Task to carry out:
Write out the following listing in full, exactly as it reads.

Exercise input:
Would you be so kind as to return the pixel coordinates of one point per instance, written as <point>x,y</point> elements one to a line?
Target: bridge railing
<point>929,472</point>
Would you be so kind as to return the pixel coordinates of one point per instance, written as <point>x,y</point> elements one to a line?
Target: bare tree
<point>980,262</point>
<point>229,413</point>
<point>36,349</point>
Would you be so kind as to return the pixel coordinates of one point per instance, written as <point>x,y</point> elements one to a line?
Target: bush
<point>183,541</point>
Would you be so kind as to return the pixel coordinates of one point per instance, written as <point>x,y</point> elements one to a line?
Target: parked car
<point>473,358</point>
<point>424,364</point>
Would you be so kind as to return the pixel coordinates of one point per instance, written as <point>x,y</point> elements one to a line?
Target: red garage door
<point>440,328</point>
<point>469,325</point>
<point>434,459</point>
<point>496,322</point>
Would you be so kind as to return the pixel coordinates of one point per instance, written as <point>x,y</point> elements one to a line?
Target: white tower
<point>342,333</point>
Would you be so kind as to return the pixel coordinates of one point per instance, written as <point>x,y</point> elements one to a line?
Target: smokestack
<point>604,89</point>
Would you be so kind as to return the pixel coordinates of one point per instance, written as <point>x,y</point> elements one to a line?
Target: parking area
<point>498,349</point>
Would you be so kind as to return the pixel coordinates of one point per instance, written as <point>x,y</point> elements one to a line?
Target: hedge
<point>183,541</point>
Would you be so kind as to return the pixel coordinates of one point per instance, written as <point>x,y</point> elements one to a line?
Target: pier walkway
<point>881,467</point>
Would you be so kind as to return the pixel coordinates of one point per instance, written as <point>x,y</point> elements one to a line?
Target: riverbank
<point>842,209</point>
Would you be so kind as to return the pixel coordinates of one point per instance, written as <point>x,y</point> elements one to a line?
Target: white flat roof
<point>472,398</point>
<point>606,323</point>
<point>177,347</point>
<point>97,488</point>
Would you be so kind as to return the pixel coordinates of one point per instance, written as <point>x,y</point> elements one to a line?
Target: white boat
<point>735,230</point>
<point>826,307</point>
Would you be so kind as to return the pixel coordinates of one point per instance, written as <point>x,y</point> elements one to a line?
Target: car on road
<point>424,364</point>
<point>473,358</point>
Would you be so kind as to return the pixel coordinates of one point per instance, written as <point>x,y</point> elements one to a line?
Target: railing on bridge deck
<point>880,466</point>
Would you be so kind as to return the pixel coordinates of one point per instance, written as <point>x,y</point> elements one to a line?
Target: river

Output for this task:
Would you be so kind as to return the pixel coordinates of one point per instance, written as <point>x,y</point> elements one to a line?
Target: bridge railing
<point>929,472</point>
Would you be so kind as to return the pixel coordinates of one point per instance, written as <point>x,y</point> elements one to a line?
Target: bare tree
<point>980,262</point>
<point>229,413</point>
<point>36,349</point>
Would you be so kind as to return the pixel coordinates of one point per instance, written as <point>x,y</point> elements one to a line?
Target: bush
<point>183,541</point>
Would you be so kind as to return the pixel coordinates of one point per instance, written as <point>x,y</point> elements one to a line?
Target: parked car
<point>473,358</point>
<point>424,364</point>
Would you be so kind as to return the pixel coordinates of one point per instance, written as <point>x,y</point> elements one to a line?
Target: red garage door
<point>440,328</point>
<point>469,325</point>
<point>434,459</point>
<point>496,322</point>
Would you be so kind as to return the pixel coordinates of one point per instance, written as <point>x,y</point> elements one to a line?
Target: white tower
<point>342,333</point>
Would you be so kind as to return the pixel coordinates of one point per instance, written as <point>x,y</point> elements one to a line?
Target: smokestack
<point>604,89</point>
Would you be so kind as to return the pixel coordinates of one point per instance, written as <point>x,y</point> elements one to a line?
Target: parking area
<point>498,349</point>
Would you be so kind as to return the pixel coordinates of one point per instance, written as <point>x,y</point> elements one to a line?
Target: hedge
<point>183,541</point>
Would you be so kind as to return the pixel coordinates of one point per instance, written as <point>x,y</point> elements one to a line?
Target: pier walkway
<point>881,467</point>
Would you be so kind as to return the pixel coordinates of one point per instance, written as <point>x,y</point> elements one to a line?
Target: riverbank
<point>842,209</point>
Would you be so kind as to return the pixel coordinates of one point per instance, written as <point>x,y</point> elements one to a line?
Target: white flat roof
<point>472,398</point>
<point>606,323</point>
<point>177,347</point>
<point>97,488</point>
Would you be so kind as to return the pixel coordinates of one point per instance, written as <point>x,y</point> elements one to a line?
Target: white boat
<point>735,230</point>
<point>826,307</point>
Would you be so kind as to return the pixel coordinates of one point per instance, written as <point>x,y</point> elements one to a line?
Target: car on road
<point>424,364</point>
<point>473,358</point>
Would you be so kind as to return the pixel coordinates of one point per instance, written as <point>x,y</point> elements one to a line?
Target: railing on bridge deck
<point>880,466</point>
Would you be so kind as to return the pixel coordinates of one point per instance, written as <point>x,y</point> elements one to a line?
Target: river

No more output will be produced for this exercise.